▶ [Travail demandé]: D'après le texte sur la politique iranienne de Joe Biden, à quoi le candidat démocrate veut-il élargir un nouvel accord avec l'Iran, au-delà du JCPOA signé en 2015 ?

▶ [Document]:
***
Quant à Joe Biden, s’il condamne irrévocablement la « pression maximale » de Trump, il fait totalement siens les fondements de la politique de « fermeté-transaction » de ses autres prédécesseurs. À la surface, tout dans la rhétorique du candidat démocrate laisse présager un revirement majeur dans la politique iranienne de Washington. « We urgently need to change course » a-t-il notamment déclaré lors d’une entrevue donnée à CNN, ajoutant notamment que : « By any objective measure, Trump’s « maximum pressure » has been a boon to the regime in Iran and a bust for America’s interests. » Pourtant, une lecture attentive de ce discours fait apparaître que ces désaccords affichés avec la doctrine Trump se situent davantage au niveau de la forme qu’au niveau du fond. Dans la même entrevue, Joe Biden précise: « there is a smart way to be tough on Iran, and there is Trump’s way. » S’il préconise de reconsidérer les moyens utilisés au cours des quatre dernières années, il demeure extrêmement conventionnel, voire conservateur, en ce qui concerne les objectifs poursuivis. Non seulement il s’agit d’empêcher l’Iran d’acquérir l’arme atomique, mais aussi de ramener ses dirigeants à la table des négociations pour obtenir – qui plus est – un accord plus englobant et plus contraignant que le JCPOA signé en 2015 – un accord élargi à la cessation des « activités déstabilisatrices » des gardiens de la révolution dans la région et à la suspension de l’ambitieux programme de missiles balistiques iraniens. Autant de clauses d’un nouvel accord que le candidat démocrate entend imposer à Téhéran et qui touchent à des aspects essentiels de la souveraineté iranienne tout en faisant écho à la politique de « fermeté-ouverture » et de « négociation-neutralisation » pratiquée par Washington au cours des quatre dernières décennies.
***
▶ [Données]:
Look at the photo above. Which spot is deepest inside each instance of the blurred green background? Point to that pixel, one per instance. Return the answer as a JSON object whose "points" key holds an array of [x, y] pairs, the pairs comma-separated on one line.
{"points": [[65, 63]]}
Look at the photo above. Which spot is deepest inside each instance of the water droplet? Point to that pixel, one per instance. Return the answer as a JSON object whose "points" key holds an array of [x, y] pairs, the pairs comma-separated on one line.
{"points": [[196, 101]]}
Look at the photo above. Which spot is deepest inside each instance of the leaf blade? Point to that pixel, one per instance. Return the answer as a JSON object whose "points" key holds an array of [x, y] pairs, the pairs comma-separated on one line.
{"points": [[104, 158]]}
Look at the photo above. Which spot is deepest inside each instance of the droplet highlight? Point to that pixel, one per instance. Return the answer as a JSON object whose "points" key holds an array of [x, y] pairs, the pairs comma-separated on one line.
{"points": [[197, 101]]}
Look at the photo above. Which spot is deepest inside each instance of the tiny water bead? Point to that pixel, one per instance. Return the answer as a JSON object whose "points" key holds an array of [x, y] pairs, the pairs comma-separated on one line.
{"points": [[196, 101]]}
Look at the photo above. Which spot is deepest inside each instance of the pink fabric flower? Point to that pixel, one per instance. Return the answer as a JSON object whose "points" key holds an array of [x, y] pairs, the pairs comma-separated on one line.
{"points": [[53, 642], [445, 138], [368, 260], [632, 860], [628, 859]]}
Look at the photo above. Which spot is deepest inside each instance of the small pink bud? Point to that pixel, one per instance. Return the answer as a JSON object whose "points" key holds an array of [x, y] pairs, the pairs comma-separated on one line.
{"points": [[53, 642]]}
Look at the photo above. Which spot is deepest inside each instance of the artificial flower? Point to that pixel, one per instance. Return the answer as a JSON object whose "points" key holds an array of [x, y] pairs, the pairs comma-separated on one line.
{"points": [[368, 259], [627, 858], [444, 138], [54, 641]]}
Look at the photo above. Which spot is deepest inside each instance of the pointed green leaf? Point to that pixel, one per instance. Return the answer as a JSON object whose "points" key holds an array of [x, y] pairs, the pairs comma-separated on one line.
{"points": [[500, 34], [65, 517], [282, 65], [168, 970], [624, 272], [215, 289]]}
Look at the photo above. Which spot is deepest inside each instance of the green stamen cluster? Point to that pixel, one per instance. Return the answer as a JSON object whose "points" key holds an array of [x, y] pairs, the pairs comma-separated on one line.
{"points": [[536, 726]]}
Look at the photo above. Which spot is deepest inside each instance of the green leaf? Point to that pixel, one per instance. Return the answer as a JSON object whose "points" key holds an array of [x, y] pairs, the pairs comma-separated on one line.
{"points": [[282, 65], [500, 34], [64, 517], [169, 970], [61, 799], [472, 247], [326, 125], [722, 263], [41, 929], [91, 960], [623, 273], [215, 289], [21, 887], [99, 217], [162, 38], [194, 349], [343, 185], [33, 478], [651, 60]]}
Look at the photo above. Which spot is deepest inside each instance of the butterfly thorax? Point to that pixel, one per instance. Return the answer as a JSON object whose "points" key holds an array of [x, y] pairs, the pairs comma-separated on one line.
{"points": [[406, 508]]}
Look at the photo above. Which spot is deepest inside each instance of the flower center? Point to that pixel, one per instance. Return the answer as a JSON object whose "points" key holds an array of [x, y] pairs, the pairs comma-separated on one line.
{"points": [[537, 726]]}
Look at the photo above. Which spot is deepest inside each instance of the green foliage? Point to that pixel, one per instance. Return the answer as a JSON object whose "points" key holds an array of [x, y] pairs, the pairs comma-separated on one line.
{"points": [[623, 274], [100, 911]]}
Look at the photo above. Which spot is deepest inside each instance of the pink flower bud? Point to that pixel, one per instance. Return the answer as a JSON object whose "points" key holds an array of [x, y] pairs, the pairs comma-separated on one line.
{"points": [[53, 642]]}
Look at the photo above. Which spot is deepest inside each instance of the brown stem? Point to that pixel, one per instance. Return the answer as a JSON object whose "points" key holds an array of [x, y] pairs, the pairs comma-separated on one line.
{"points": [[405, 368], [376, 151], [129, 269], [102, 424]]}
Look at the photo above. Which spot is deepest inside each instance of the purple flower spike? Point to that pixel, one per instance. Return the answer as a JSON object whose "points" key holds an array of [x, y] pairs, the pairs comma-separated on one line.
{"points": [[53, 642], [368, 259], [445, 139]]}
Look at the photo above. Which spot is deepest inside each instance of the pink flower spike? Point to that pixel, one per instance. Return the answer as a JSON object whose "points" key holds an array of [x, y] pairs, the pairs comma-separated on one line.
***
▶ [Corrigé]: À la cessation des « activités déstabilisatrices » des gardiens de la révolution dans la région et à la suspension de l'ambitieux programme de missiles balistiques iraniens.